WORK REQUIRED: Please gather every line from the items below that contains the string "clicks", copying each one in full.

Collected data:
====================

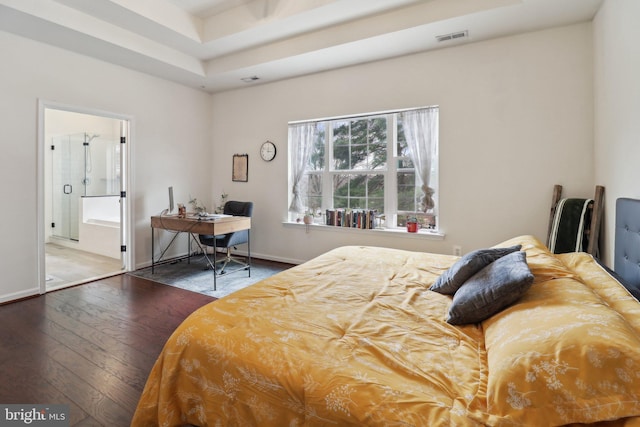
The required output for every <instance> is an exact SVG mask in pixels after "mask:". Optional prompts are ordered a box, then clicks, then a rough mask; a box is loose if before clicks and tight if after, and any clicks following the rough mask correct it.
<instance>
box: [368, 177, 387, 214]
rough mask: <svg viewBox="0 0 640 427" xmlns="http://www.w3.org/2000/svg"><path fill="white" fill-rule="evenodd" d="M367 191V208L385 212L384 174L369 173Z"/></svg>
mask: <svg viewBox="0 0 640 427" xmlns="http://www.w3.org/2000/svg"><path fill="white" fill-rule="evenodd" d="M367 191H368V204H367V209H377V210H378V212H379V213H382V212H384V175H382V174H379V175H369V176H368V182H367Z"/></svg>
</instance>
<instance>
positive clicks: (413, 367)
mask: <svg viewBox="0 0 640 427" xmlns="http://www.w3.org/2000/svg"><path fill="white" fill-rule="evenodd" d="M512 247H516V248H518V249H519V250H518V251H517V253H518V254H523V255H520V256H524V257H525V258H526V264H527V266H528V269H529V271H530V274H531V280H525V282H528V283H524V285H523V287H524V288H526V289H525V292H524V293H523V294H522V295H521V296H520V297H519V298H518V299H517V300H516V301H515V302H511V303H509V304H507V306H506V307H502V308H500V309H499V310H498V311H497V312H496V313H494V314H491V315H490V316H489V317H488V318H486V319H485V320H482V321H479V322H477V323H463V324H451V322H450V321H448V319H449V320H450V317H451V311H452V307H453V305H455V304H454V302H453V301H454V299H455V298H456V295H457V293H458V292H460V290H461V289H463V287H464V286H466V285H467V284H468V283H469V282H470V281H471V280H472V279H474V278H475V277H477V273H474V275H473V276H471V278H468V279H467V280H466V281H464V282H463V283H462V287H459V288H458V291H456V292H455V294H454V295H453V296H451V295H448V294H443V293H440V292H435V291H433V290H431V289H430V288H431V287H432V286H434V284H435V283H436V282H438V281H439V280H438V278H439V277H441V276H442V277H444V276H446V274H447V273H450V272H451V271H452V269H453V267H454V266H456V265H459V261H460V259H459V258H458V257H453V256H448V255H438V254H431V253H420V252H409V251H403V250H396V249H387V248H377V247H363V246H349V247H341V248H337V249H335V250H332V251H330V252H327V253H325V254H323V255H321V256H319V257H317V258H315V259H313V260H311V261H309V262H307V263H305V264H302V265H299V266H296V267H294V268H291V269H289V270H287V271H284V272H282V273H279V274H277V275H275V276H272V277H271V278H269V279H266V280H263V281H261V282H259V283H257V284H255V285H253V286H251V287H249V288H245V289H243V290H241V291H238V292H236V293H233V294H231V295H229V296H228V297H225V298H222V299H220V300H218V301H214V302H212V303H210V304H208V305H206V306H204V307H202V308H201V309H199V310H197V311H196V312H194V313H193V314H192V315H191V316H190V317H189V318H188V319H186V320H185V322H184V323H183V324H182V325H181V326H180V327H179V328H178V329H177V330H176V331H175V332H174V334H173V335H172V337H171V338H170V339H169V340H168V342H167V344H166V346H165V348H164V349H163V351H162V353H161V355H160V356H159V358H158V360H157V362H156V364H155V366H154V368H153V370H152V372H151V373H150V376H149V378H148V381H147V384H146V386H145V389H144V392H143V394H142V396H141V399H140V401H139V403H138V407H137V410H136V413H135V415H134V419H133V422H132V425H133V426H157V425H160V426H180V425H194V426H278V427H284V426H364V425H367V426H480V425H491V426H554V425H566V424H575V425H582V424H583V423H584V424H587V423H590V424H591V423H593V424H597V425H601V426H627V427H630V426H640V303H638V301H637V300H636V299H635V298H634V297H633V296H632V295H631V293H630V292H629V291H628V289H627V288H625V287H624V286H622V285H621V284H620V283H619V282H618V281H617V280H616V279H615V278H614V277H613V275H612V274H611V272H609V271H607V269H605V268H603V267H602V266H600V264H598V263H597V262H595V261H594V259H593V258H592V257H591V256H590V255H588V254H585V253H569V254H559V255H554V254H551V253H550V252H549V251H548V249H547V248H546V247H545V246H544V244H542V243H541V242H540V241H539V240H537V239H536V238H535V237H533V236H520V237H515V238H513V239H510V240H507V241H505V242H502V243H500V244H498V245H496V246H495V247H494V248H488V249H497V248H512ZM504 256H505V257H506V256H508V255H504ZM500 259H503V258H500ZM496 262H497V260H496ZM494 264H495V263H492V264H491V265H494ZM482 270H483V271H484V270H486V269H485V268H483V269H482ZM485 297H486V295H485Z"/></svg>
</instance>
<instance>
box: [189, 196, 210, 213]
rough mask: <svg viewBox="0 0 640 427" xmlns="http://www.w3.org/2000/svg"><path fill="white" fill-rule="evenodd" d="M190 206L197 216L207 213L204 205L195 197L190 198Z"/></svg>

====================

EXERCISE RESPONSE:
The required output for every <instance> is an exact SVG mask in pixels after "mask:". Optional prompts are ordered a box, then clicks, then a rough mask; a box is loose if before clicks and tight if after, and any clicks following the rough mask correct it.
positive clicks: (413, 367)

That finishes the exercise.